SOURCE TEXT:
______________________________

DFs are restricted to high investment buildings whose developers and/or tenants are directly interested in obtaining additional benefits, such as: higher productivity, “green” architectural image, reduced operating costs, etc.. To accomplish this, integrated facade design, as described, must be implemented. A poorly designed or “stick on” DF can be harmful for the building performance.
A promising application for DFs in south America is effective solar protection, with shading devices in the interstitial space, protected from external weather and separated from the “inner” thermal facade, to effectively reduce cooling loads.
At first sight, DFs seem a high-tech, far too sophisticated item for a southamerican building. On closer view, some DF types use the same components as regular facades, in an innovative way. Innovation usually means: a greater effort in terms of time and money.

______________________________

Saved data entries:

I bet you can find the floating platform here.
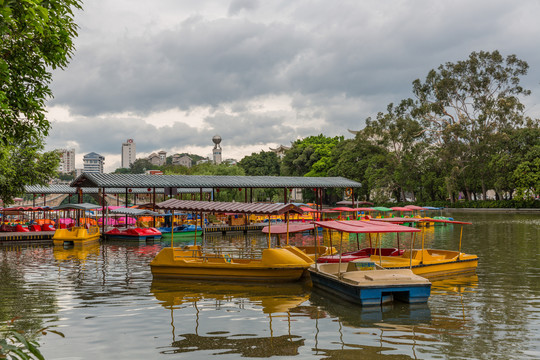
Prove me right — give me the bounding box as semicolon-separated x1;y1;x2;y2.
204;224;267;234
309;260;431;306
0;231;54;243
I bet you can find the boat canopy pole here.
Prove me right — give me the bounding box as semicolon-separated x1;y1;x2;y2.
171;210;174;249
313;225;318;262
338;231;343;279
409;232;416;270
458;224;463;260
420;228;427;264
377;233;382;266
285;211;289;245
268;214;272;249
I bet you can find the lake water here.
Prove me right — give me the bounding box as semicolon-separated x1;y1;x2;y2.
0;212;540;360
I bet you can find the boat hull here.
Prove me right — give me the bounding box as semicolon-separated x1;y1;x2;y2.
309;264;431;306
105;228;162;241
150;246;313;282
371;249;478;279
53;226;101;245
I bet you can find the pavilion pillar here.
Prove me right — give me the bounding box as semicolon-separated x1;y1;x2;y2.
101;187;108;234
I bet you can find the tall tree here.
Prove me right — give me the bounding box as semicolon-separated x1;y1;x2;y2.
0;0;81;203
0;140;60;205
238;151;280;176
364;99;426;201
0;0;81;144
413;51;530;201
281;134;343;176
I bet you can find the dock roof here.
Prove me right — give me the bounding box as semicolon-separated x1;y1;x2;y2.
70;173;361;188
24;186;212;194
156;199;303;215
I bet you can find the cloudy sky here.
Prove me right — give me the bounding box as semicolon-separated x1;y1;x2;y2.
47;0;540;171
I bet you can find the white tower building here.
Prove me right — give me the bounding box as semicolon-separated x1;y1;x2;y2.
58;149;75;174
122;139;136;168
83;152;105;174
212;135;222;165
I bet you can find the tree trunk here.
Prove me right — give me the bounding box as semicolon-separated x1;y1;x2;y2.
482;179;487;200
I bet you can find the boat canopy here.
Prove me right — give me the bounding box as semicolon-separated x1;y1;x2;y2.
3;206;52;211
314;220;421;233
372;206;392;211
156;199;303;215
52;203;102;210
391;206;413;211
110;208;160;216
262;224;315;234
405;205;426;210
371;218;472;225
354;208;374;211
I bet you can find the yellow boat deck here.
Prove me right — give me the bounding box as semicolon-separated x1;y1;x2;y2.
371;249;478;279
150;245;313;281
53;225;101;245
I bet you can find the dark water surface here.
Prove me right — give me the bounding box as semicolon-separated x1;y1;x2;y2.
0;213;540;359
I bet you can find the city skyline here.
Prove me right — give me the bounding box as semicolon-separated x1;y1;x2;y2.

______________________________

QUESTIONS:
1. In the passage on DFs, what can a poorly designed or "stick on" DF do to a building?
2. Copy the stretch of the passage on DFs from "A promising application" through "reduce cooling loads." word for word.
3. Write the next part of the passage on DFs, starting right after its last sentence.

RESPONSES IN ORDER:
1. It can be harmful for the building performance.

2.
A promising application for DFs in south America is effective solar protection, with shading devices in the interstitial space, protected from external weather and separated from the “inner” thermal facade, to effectively reduce cooling loads.

3.
In the local current economic scenarios we have in the region of depression and very low investments in almost every field (Industry, infrastructure, real estate, I+D, even education, etc), it is difficult to imagine such an innovative, and time and money consuming solution for a building. At the present time, the construction industry, in general, deals with very low budgets, and at the same time very low quality expectations . The lack of “market reasons” to produce an “extra special” energy-saving building, as explained, makes a DF solution difficult to imagine in the near future.
Given the possibility of a regional economic overhaul in the mid- or long-term, the five issues addressed in this paper (Climate, Integrated Design processes, Loads analysis, Culture and Economy, Construction) are a starting point to evaluate before, and during the implementation of a local DF.
ACKNOWLEDGEMNTS
This research was possible thanks to “Nueva Tec” program FADU-UBA. Special thanks to professors Silvia de Schiller and John Martin Evans.